(Goal of the exercise):
Copy the lines starting with the one that contains "Where can the hooked" and going on through the one that contains "[[492, 220]]", swapping "hooked beak" for "curved beak" and changing nothing else. Give only those lines.

(Listed records):
+===+

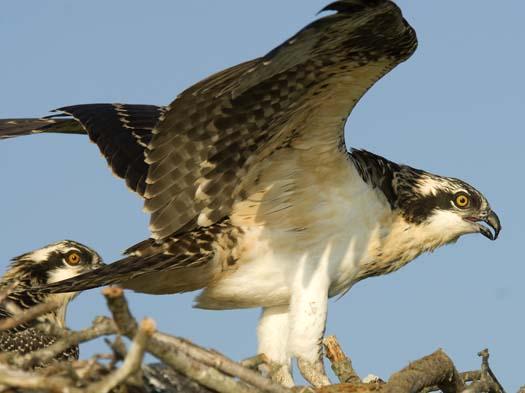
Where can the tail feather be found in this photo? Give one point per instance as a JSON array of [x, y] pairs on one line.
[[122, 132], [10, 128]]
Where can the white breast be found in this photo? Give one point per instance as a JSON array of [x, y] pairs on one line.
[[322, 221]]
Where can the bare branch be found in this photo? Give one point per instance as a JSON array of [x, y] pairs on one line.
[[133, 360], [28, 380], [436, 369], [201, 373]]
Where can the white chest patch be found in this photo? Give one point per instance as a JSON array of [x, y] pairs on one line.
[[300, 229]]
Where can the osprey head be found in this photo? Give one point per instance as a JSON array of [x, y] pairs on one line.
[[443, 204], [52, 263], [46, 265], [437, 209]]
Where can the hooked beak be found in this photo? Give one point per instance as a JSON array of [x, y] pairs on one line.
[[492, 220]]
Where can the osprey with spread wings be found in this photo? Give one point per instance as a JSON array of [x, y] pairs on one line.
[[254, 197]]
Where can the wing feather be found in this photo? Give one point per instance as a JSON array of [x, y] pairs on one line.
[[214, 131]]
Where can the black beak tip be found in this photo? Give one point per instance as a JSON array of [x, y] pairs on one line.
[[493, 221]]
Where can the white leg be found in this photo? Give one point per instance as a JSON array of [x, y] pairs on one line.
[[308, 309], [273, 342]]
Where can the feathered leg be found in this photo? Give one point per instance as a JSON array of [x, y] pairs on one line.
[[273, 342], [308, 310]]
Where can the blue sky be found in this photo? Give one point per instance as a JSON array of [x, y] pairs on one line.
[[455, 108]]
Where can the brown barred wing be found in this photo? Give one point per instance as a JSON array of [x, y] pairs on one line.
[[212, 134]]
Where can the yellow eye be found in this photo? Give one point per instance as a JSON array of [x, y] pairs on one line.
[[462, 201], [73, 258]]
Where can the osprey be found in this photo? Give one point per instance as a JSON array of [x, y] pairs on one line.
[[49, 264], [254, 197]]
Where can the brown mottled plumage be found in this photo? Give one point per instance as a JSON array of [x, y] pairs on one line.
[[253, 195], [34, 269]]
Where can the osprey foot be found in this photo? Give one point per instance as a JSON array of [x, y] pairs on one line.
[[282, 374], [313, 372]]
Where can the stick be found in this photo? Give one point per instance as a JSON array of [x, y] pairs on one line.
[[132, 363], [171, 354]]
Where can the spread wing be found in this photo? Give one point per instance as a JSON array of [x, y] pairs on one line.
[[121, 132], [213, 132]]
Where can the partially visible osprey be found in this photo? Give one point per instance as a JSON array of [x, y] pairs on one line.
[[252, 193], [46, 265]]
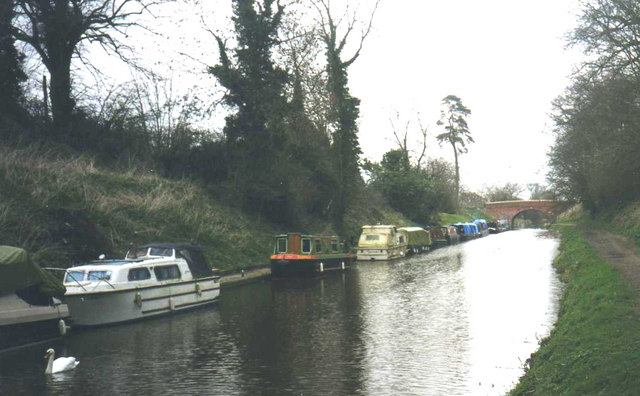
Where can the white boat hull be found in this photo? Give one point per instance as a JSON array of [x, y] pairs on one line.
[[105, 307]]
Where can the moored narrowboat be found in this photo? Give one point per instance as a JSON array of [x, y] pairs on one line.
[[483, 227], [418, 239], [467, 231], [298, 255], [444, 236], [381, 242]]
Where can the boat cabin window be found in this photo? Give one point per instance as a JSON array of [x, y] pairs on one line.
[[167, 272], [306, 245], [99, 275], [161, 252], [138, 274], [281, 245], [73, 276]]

+===+

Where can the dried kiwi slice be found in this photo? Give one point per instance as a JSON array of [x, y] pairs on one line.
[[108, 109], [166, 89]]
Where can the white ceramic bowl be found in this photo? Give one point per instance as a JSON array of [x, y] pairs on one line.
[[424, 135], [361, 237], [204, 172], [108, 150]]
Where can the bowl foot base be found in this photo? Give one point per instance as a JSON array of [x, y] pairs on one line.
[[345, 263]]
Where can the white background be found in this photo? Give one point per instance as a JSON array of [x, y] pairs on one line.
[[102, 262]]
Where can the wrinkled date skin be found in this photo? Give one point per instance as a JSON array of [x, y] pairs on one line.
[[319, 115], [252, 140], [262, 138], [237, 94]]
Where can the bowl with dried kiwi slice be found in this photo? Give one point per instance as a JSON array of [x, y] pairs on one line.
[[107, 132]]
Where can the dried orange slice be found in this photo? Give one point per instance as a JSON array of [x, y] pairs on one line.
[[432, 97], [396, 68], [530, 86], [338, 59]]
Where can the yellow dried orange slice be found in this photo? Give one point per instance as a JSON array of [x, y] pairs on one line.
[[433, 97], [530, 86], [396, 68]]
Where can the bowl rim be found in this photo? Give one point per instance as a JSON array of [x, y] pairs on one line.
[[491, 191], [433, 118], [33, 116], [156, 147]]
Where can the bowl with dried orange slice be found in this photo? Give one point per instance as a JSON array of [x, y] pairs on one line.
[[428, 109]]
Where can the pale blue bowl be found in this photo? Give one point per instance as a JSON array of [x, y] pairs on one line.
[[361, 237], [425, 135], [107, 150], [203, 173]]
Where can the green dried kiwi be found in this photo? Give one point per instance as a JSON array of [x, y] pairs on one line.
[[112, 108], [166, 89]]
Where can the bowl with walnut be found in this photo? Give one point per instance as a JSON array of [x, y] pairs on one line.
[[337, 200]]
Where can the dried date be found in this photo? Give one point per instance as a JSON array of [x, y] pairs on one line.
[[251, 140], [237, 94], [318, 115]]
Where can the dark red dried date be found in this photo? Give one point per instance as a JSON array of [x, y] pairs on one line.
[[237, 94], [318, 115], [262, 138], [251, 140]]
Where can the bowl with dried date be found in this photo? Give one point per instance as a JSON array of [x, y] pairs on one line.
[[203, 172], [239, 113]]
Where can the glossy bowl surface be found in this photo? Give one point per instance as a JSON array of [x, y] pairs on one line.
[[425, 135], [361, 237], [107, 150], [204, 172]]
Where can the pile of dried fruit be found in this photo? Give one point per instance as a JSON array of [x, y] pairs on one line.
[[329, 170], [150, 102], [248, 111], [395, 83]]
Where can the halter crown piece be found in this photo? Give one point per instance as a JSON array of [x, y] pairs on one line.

+===+

(Result of the exercise):
Where can the curved beak be found in this photo? Give one point per instance as a JSON array of [x, y] pairs on one line.
[[492, 220]]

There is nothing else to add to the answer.